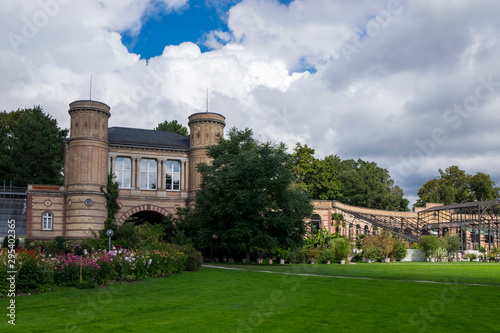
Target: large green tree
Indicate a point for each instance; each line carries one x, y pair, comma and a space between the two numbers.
357, 183
246, 198
365, 184
30, 147
172, 126
315, 176
456, 186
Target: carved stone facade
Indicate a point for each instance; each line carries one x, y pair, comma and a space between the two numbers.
155, 169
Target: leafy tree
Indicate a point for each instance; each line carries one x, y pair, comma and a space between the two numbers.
172, 126
482, 187
30, 147
245, 198
365, 184
317, 177
455, 186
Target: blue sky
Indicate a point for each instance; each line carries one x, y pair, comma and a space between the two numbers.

■ TASK INSTRUCTIONS: Each line from the first line of the records through the line containing "Target: carved stone facade" must be reproduced exactly, with both ends included and all pictures omitted; nothing else belongs in the answer.

■ SOLUTION FOR THIS PROBLEM:
Target: large green tree
Indicate a point for each instance; each line carries one x, y pair, comma and a space between the two numbers.
357, 183
246, 198
365, 184
30, 147
172, 126
315, 176
456, 186
Target: carved stone facade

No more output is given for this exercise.